START Task input

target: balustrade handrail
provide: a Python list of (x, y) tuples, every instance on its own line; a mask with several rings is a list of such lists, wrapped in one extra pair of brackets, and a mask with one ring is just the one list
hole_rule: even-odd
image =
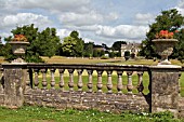
[(110, 64), (27, 64), (27, 68), (69, 68), (69, 69), (93, 69), (93, 70), (126, 70), (148, 71), (144, 65), (110, 65)]

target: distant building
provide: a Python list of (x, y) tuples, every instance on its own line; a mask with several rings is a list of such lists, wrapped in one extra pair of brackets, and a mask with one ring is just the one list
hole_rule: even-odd
[(93, 50), (96, 50), (96, 51), (105, 51), (105, 48), (102, 46), (102, 45), (93, 45)]
[(126, 51), (129, 51), (130, 54), (134, 54), (136, 57), (137, 53), (140, 52), (140, 45), (141, 45), (141, 43), (121, 44), (121, 57), (124, 56)]

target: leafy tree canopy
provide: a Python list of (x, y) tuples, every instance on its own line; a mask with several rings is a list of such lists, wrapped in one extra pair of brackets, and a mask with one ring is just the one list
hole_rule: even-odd
[[(16, 27), (11, 31), (13, 36), (24, 35), (29, 41), (29, 45), (26, 51), (25, 60), (28, 63), (43, 62), (40, 56), (53, 56), (57, 50), (60, 38), (56, 37), (55, 28), (47, 28), (39, 32), (38, 28), (34, 27), (34, 24), (23, 27)], [(13, 39), (12, 36), (4, 39), (6, 42), (3, 48), (3, 55), (6, 60), (11, 62), (16, 56), (12, 53), (12, 48), (9, 42)]]
[(183, 24), (184, 17), (176, 9), (162, 11), (161, 14), (155, 18), (155, 23), (149, 25), (149, 31), (146, 33), (146, 39), (142, 41), (140, 55), (145, 56), (146, 58), (157, 56), (154, 43), (152, 42), (152, 40), (155, 39), (155, 35), (160, 30), (175, 31), (180, 29)]
[(127, 44), (126, 41), (116, 41), (114, 42), (114, 44), (111, 45), (111, 49), (114, 51), (120, 51), (121, 50), (121, 44)]

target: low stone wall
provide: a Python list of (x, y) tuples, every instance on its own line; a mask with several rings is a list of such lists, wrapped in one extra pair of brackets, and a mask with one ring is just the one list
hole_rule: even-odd
[(57, 109), (97, 109), (101, 111), (149, 111), (146, 96), (142, 94), (107, 94), (61, 92), (60, 90), (30, 90), (24, 95), (25, 104), (56, 107)]

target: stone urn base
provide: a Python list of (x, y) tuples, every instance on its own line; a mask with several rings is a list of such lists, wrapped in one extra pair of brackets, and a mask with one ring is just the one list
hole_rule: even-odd
[(156, 52), (161, 56), (160, 63), (158, 65), (171, 65), (168, 60), (168, 56), (172, 54), (173, 46), (178, 42), (176, 39), (155, 39), (153, 40), (156, 46)]
[(25, 63), (23, 59), (23, 56), (26, 53), (27, 45), (29, 42), (24, 42), (24, 41), (11, 41), (9, 42), (12, 45), (12, 51), (13, 54), (18, 56), (16, 59), (12, 60), (12, 63)]

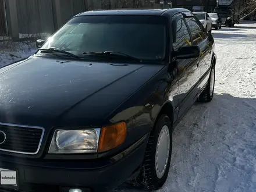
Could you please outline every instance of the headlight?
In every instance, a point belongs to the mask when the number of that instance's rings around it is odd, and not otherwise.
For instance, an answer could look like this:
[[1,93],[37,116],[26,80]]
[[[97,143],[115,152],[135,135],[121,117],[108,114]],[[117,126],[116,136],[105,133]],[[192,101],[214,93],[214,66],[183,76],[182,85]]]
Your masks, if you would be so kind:
[[63,129],[54,132],[49,154],[94,153],[114,148],[125,142],[126,123],[102,129]]

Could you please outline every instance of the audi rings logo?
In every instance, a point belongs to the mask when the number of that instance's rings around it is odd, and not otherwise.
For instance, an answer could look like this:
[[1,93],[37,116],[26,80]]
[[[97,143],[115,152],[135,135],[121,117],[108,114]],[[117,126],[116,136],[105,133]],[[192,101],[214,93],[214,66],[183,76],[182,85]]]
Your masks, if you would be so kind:
[[6,140],[6,135],[3,131],[0,131],[0,144],[5,143]]

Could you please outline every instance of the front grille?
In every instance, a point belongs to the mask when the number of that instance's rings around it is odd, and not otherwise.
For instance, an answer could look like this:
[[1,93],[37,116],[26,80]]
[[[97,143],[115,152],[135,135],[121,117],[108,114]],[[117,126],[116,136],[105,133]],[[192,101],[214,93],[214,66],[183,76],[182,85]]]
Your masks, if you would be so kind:
[[44,131],[42,127],[0,123],[0,150],[36,154],[40,147]]

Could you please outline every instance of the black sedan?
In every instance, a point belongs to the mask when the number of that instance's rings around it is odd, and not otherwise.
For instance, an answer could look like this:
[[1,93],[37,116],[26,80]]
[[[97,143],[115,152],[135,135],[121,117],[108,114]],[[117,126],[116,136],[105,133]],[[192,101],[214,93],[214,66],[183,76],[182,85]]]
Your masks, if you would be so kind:
[[184,9],[94,11],[37,45],[0,69],[0,190],[161,188],[174,127],[214,96],[212,35]]

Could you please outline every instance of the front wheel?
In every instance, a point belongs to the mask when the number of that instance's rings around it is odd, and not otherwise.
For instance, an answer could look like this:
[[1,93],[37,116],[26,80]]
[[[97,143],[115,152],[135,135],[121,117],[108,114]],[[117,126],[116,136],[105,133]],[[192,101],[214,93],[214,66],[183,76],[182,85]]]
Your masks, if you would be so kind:
[[156,190],[165,183],[172,154],[172,130],[169,117],[162,115],[150,134],[144,161],[138,177],[132,182],[134,185]]
[[214,86],[215,84],[215,69],[212,68],[207,85],[198,97],[198,101],[208,102],[212,100],[214,97]]

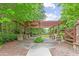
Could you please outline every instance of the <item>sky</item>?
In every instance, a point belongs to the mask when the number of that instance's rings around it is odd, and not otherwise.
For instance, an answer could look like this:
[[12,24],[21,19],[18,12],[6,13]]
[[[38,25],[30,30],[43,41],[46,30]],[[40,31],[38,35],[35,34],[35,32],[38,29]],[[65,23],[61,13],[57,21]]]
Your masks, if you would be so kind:
[[46,21],[57,21],[60,18],[61,8],[54,3],[44,3]]

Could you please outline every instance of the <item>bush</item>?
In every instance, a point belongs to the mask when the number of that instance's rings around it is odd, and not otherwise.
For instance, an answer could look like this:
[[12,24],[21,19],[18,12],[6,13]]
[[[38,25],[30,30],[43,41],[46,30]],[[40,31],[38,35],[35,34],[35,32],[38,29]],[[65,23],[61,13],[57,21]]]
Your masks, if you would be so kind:
[[36,39],[34,39],[34,42],[35,43],[41,43],[41,42],[43,42],[44,40],[43,40],[43,38],[42,37],[37,37]]
[[1,37],[3,42],[13,41],[17,39],[17,36],[14,33],[2,34]]
[[2,45],[3,43],[5,43],[5,41],[2,39],[2,37],[0,37],[0,45]]

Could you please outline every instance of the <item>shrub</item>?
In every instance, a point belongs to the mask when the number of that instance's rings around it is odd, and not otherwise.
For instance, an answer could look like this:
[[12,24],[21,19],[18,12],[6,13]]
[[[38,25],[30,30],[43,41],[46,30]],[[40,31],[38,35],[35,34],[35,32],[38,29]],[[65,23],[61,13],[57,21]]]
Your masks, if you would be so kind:
[[36,39],[34,39],[34,42],[35,43],[41,43],[41,42],[43,42],[44,40],[43,40],[43,38],[42,37],[37,37]]
[[8,34],[2,34],[2,41],[7,42],[7,41],[13,41],[16,40],[17,36],[14,33],[8,33]]
[[5,41],[2,39],[2,37],[0,37],[0,45],[2,45],[3,43],[5,43]]

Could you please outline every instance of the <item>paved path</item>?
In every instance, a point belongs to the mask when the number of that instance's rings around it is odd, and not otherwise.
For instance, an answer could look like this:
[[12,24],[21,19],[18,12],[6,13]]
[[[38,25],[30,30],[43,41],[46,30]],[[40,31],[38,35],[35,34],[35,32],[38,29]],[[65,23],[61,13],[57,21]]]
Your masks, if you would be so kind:
[[27,56],[51,56],[50,51],[46,47],[32,47],[28,53]]

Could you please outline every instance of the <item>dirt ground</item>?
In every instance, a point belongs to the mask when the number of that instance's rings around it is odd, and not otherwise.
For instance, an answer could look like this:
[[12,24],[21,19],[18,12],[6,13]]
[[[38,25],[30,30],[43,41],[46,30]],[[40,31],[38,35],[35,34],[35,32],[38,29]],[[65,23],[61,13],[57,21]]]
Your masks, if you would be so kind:
[[0,56],[25,56],[28,49],[18,46],[17,41],[8,42],[0,48]]

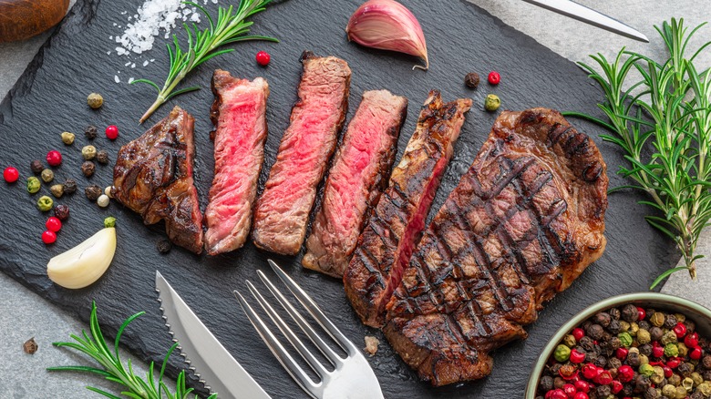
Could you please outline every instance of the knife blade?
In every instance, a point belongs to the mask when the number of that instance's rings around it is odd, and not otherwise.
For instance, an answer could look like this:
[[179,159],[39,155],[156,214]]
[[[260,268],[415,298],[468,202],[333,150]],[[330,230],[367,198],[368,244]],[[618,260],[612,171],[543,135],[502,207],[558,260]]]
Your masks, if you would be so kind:
[[165,325],[206,389],[221,399],[271,399],[158,271],[156,291]]
[[622,22],[597,12],[585,5],[579,5],[571,0],[523,0],[534,5],[562,14],[571,18],[582,21],[593,26],[597,26],[617,35],[649,43],[649,39],[642,32],[623,24]]

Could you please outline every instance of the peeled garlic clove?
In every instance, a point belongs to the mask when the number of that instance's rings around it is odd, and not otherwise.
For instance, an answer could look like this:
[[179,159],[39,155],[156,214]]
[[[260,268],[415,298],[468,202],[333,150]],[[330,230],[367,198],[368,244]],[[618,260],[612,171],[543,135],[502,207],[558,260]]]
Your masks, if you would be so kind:
[[348,40],[381,50],[392,50],[422,57],[429,68],[425,34],[417,18],[395,0],[368,0],[353,14],[345,27]]
[[49,260],[49,280],[64,288],[78,289],[94,283],[108,269],[116,252],[116,229],[101,229],[84,242]]

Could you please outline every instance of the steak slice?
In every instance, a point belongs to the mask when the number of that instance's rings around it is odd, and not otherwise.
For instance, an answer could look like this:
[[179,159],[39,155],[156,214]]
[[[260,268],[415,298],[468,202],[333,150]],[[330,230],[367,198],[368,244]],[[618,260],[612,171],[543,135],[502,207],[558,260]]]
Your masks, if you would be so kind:
[[306,240],[304,267],[343,278],[366,220],[387,184],[407,99],[387,90],[363,93],[334,159],[324,200]]
[[113,196],[148,224],[165,220],[168,237],[202,251],[202,215],[192,179],[195,119],[175,107],[141,137],[121,147],[114,167]]
[[425,228],[469,107],[469,98],[444,103],[438,91],[429,92],[387,189],[358,238],[344,284],[351,305],[369,326],[380,327],[385,321],[385,306]]
[[503,112],[423,235],[385,334],[434,385],[482,378],[492,351],[605,248],[606,166],[545,108]]
[[304,72],[291,124],[254,210],[254,244],[294,255],[306,235],[316,188],[324,179],[348,107],[351,69],[335,56],[302,56]]
[[269,85],[262,77],[238,79],[218,69],[212,75],[212,92],[215,177],[205,210],[205,249],[217,255],[242,247],[250,232],[264,160]]

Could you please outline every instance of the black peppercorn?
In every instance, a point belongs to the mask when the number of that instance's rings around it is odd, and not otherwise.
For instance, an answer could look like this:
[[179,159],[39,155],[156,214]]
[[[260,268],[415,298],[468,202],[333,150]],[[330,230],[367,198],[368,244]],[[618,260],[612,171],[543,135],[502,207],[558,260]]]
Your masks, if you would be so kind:
[[586,332],[590,338],[592,338],[593,340],[600,340],[603,338],[604,330],[603,330],[603,326],[600,324],[591,324],[590,327],[588,327]]
[[168,240],[160,240],[156,244],[156,248],[158,249],[158,251],[160,253],[168,253],[170,251],[170,249],[172,248],[172,244]]
[[470,72],[464,77],[464,84],[467,85],[467,87],[469,88],[477,88],[479,86],[479,74],[476,72]]
[[95,201],[102,194],[101,188],[96,184],[92,184],[84,189],[84,194],[87,195],[87,198],[89,199],[89,200]]
[[637,319],[639,319],[639,312],[637,312],[637,307],[632,303],[624,305],[622,310],[621,317],[627,322],[636,322]]
[[94,162],[88,160],[81,164],[81,172],[84,173],[84,176],[90,178],[94,175],[94,171],[96,171],[97,166],[94,165]]
[[30,162],[30,169],[32,169],[32,173],[38,175],[42,173],[42,170],[45,170],[45,166],[42,165],[41,160],[35,159],[32,162]]
[[667,314],[666,317],[665,317],[665,328],[671,330],[676,325],[676,316],[674,314]]
[[107,152],[105,149],[102,149],[97,153],[97,160],[101,165],[106,165],[108,163],[108,152]]
[[55,207],[55,217],[64,221],[69,218],[69,207],[67,205],[57,205]]
[[77,182],[74,181],[73,179],[67,179],[65,180],[64,184],[62,184],[64,188],[64,193],[65,194],[74,194],[77,192]]
[[87,127],[87,129],[84,130],[84,134],[87,136],[87,138],[93,140],[97,138],[98,130],[97,127],[94,125],[89,125]]

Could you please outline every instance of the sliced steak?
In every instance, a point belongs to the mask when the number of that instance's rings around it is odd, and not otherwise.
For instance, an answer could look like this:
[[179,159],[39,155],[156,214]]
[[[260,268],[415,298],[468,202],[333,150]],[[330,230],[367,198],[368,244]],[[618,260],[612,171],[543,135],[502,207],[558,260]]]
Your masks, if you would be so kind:
[[387,90],[363,93],[329,171],[324,200],[306,240],[304,267],[343,278],[366,211],[387,184],[407,114],[404,97]]
[[488,375],[489,352],[604,251],[606,166],[556,111],[503,112],[422,237],[385,334],[420,377]]
[[348,107],[351,69],[335,56],[302,56],[304,72],[291,124],[254,210],[254,244],[283,255],[299,251],[316,188],[324,179]]
[[205,210],[205,249],[217,255],[242,247],[250,232],[264,160],[269,85],[262,77],[238,79],[218,69],[212,92],[215,177]]
[[385,306],[425,228],[464,113],[470,107],[469,98],[445,103],[438,91],[429,92],[387,189],[358,238],[344,284],[351,305],[367,325],[383,324]]
[[141,137],[121,147],[114,167],[113,196],[146,224],[165,220],[168,237],[202,251],[202,215],[192,180],[195,119],[176,107]]

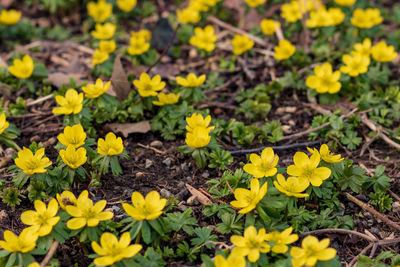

END Task input

→ Work to complete
Transcribe the listing above verbatim, starting with its first line and ending with the line that contains "65), (110, 65)]", with both of those lines included. Omit the pictures from your answer.

→ Correct output
target: balustrade handrail
provide: a Python list of (x, y) tuples, every instance on its own line; a mask with several rings is a list of such lists, wrapped in one extra pair of brackets, and a mask with one ring is just the one list
hole_rule: even-odd
image =
[(110, 64), (27, 64), (27, 68), (69, 68), (69, 69), (93, 69), (93, 70), (126, 70), (148, 71), (144, 65), (110, 65)]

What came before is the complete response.